▶ [TEXT FOR ANALYSIS]:
BEGIN
On March 14th Google announced plans to improve their privacy practices by "anonymizing" their logs after 18-24 months. As usual, Google is getting bashed for implementing weak efforts, despite the fact that no other search engine is making any efforts at privacy at all. I am going to join in--not to pick on Google, but because this affords us a chance to discuss these issues and debate what the policy should be.
First, let’s understand what they are saying. Past policy has been to keep a record of absolutely all searches, to keep them with all the identifying information they have, and to keep them forever. Considering that a large fraction of Google search users log in to various Google services, they already “own” a great deal of information about your identity. This is the current default in the industry. The plan is to continue capturing all this information, but then to make it "anonymous" some time between 1.5 and 2 years later.
There is a poor history of "anonymized" data. It turns out that you really are unique and individual. While hearing that made us all feel good in school, it also means that it is easy to identify you given enough individual facts.
END
▶ [THINGS TO DO]:
**a)** Answer these three questions from the passage on Google's search logs, one answer per line and marked the same way:
(i) On what date did Google announce its plan to anonymize its logs?
(ii) Under Google's past policy, how long were searches kept?
(iii) How long after capture does the plan make the data anonymous?
**b)** Using the passage on Google's search logs, explain in one to three sentences why "anonymized" data has a poor history.
**c)** Write out the part of the passage on Google's search logs that begins at the words "First, let’s understand" and stops after the words "2 years later.".

Data items
BEGIN
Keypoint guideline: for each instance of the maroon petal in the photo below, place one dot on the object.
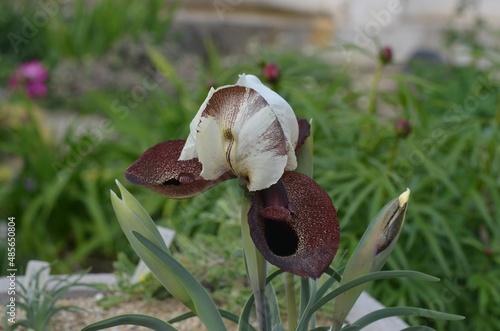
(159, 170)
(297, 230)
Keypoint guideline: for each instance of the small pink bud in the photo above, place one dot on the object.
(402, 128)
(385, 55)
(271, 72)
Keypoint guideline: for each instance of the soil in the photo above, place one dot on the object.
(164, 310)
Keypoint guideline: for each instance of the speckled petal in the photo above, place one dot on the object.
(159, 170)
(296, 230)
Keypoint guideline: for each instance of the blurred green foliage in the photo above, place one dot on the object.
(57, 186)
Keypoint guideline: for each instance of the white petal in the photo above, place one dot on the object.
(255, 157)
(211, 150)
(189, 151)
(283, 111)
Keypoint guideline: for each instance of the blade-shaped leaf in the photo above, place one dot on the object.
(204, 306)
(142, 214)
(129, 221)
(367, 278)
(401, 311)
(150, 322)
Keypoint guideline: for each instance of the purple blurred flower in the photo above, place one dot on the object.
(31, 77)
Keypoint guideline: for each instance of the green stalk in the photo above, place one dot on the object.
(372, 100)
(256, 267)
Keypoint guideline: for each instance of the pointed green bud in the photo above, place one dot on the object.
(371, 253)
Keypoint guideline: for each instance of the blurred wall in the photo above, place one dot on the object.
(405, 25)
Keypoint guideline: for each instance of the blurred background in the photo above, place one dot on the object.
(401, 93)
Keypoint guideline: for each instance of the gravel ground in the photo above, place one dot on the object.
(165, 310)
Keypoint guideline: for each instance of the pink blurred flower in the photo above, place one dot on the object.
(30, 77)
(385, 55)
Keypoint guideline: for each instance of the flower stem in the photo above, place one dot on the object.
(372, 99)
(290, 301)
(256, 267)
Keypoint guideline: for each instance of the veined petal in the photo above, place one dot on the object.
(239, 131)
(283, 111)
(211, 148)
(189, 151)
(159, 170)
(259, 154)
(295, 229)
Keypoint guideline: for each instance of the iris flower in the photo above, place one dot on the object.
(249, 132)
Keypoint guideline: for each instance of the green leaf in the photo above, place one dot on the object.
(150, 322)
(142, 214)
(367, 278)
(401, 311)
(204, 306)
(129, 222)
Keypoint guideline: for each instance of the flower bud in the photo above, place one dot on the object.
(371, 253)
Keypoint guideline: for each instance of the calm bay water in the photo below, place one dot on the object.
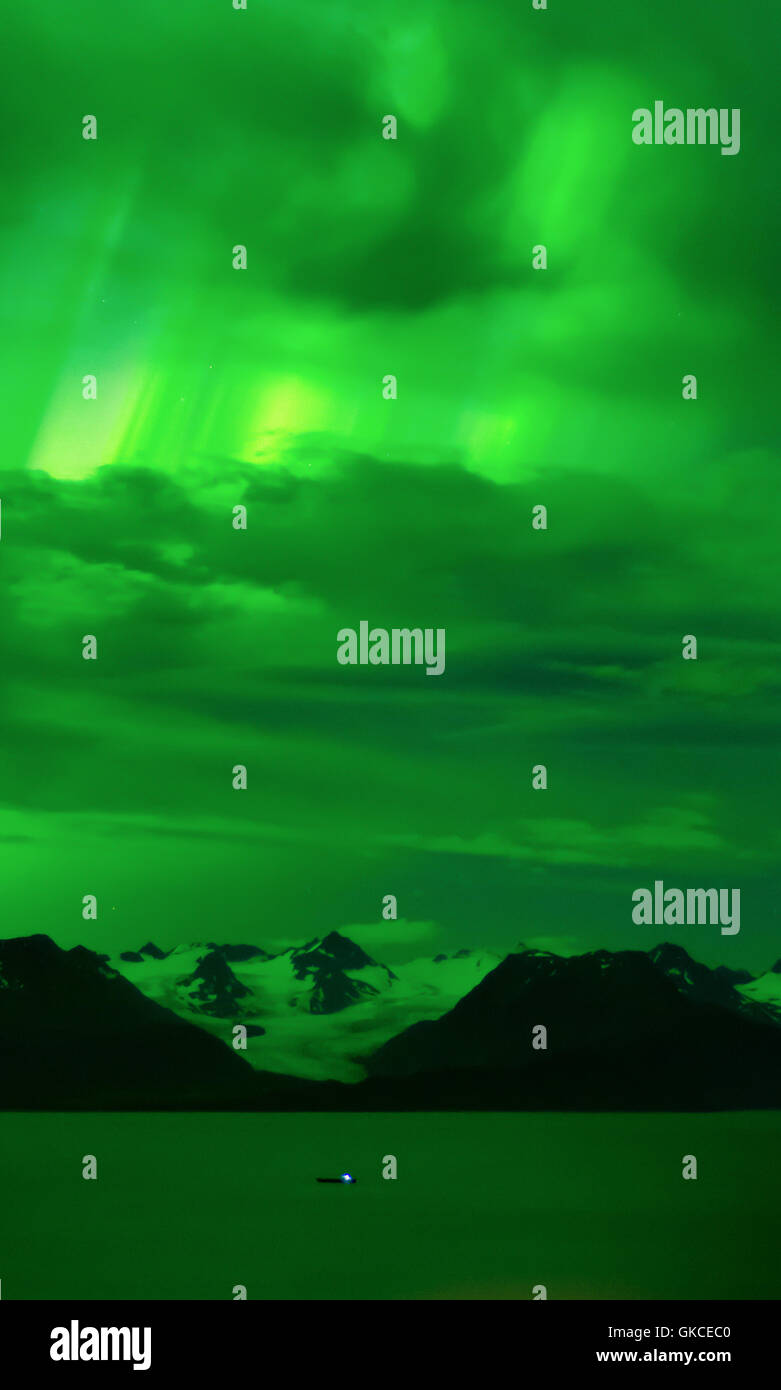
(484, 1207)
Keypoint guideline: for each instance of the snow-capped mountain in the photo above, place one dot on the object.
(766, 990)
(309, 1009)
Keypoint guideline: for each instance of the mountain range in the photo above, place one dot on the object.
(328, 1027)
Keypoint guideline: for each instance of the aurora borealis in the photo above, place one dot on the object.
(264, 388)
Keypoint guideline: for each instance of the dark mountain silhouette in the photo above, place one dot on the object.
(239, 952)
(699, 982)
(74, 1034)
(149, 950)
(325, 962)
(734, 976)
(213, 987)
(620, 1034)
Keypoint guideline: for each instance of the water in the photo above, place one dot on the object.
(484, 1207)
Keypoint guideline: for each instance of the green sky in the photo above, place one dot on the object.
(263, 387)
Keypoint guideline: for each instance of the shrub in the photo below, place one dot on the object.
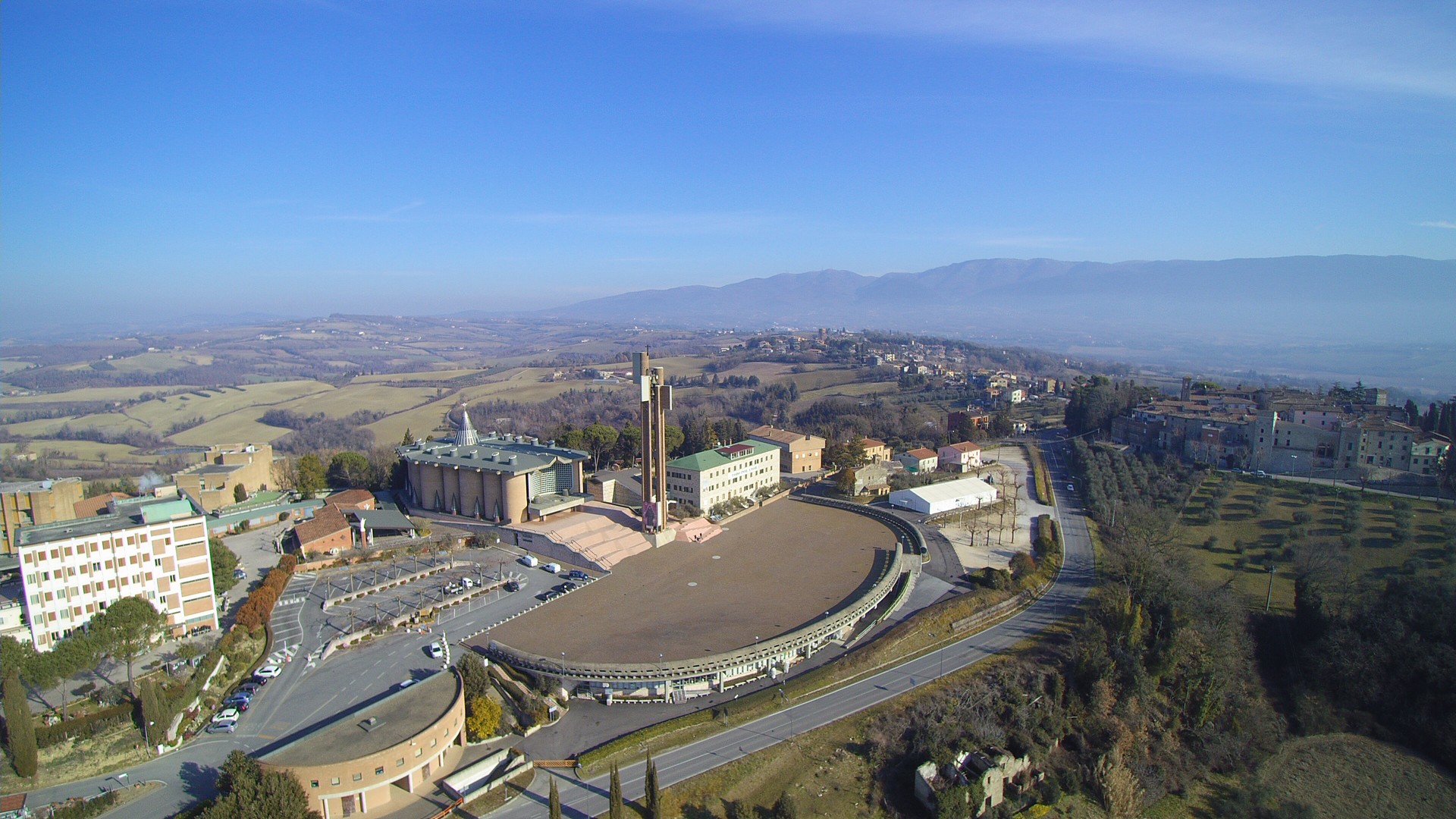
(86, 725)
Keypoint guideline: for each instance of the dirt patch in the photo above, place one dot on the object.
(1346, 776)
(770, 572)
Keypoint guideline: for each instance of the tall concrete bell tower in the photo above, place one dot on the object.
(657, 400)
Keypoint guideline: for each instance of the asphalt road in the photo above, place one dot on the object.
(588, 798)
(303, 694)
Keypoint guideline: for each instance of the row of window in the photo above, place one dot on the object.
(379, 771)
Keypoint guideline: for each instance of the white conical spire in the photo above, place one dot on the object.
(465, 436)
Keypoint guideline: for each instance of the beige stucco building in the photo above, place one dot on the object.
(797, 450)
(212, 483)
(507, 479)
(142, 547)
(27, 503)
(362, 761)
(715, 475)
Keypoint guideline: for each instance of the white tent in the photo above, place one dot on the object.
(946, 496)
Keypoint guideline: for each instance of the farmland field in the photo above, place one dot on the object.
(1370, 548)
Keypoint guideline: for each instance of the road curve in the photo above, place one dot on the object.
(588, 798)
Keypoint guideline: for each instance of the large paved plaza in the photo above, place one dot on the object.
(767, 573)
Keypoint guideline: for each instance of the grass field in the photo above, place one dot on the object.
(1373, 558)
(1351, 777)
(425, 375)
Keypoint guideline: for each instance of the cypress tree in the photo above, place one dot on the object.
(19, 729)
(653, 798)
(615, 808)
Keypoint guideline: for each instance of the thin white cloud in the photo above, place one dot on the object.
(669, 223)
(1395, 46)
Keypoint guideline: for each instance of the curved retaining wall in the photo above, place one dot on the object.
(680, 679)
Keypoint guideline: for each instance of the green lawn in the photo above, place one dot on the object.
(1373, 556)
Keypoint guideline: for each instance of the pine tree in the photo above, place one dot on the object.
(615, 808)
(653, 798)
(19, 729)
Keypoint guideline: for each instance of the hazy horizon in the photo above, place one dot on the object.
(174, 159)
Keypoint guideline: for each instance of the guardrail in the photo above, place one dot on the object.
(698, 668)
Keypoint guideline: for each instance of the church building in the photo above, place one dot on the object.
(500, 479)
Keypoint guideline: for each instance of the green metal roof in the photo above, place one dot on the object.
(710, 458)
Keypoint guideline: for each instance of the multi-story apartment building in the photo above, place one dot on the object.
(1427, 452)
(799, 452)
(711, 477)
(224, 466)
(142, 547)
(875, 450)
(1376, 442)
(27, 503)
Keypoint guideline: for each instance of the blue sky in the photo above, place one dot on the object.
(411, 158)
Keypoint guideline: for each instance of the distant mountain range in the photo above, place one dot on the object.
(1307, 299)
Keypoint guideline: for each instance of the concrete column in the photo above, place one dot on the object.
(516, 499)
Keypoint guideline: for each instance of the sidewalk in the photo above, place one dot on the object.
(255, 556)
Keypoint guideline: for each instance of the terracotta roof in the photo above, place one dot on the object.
END
▶ [ANSWERS TO EACH TASK]:
**a)**
(i) March 14th
(ii) Forever
(iii) Between 1.5 and 2 years later (after 18-24 months)

**b)** Each person is unique and individual. Given enough individual facts, it is easy to identify someone even in data labeled "anonymous."

**c)**
First, let’s understand what they are saying. Past policy has been to keep a record of absolutely all searches, to keep them with all the identifying information they have, and to keep them forever. Considering that a large fraction of Google search users log in to various Google services, they already “own” a great deal of information about your identity. This is the current default in the industry. The plan is to continue capturing all this information, but then to make it "anonymous" some time between 1.5 and 2 years later.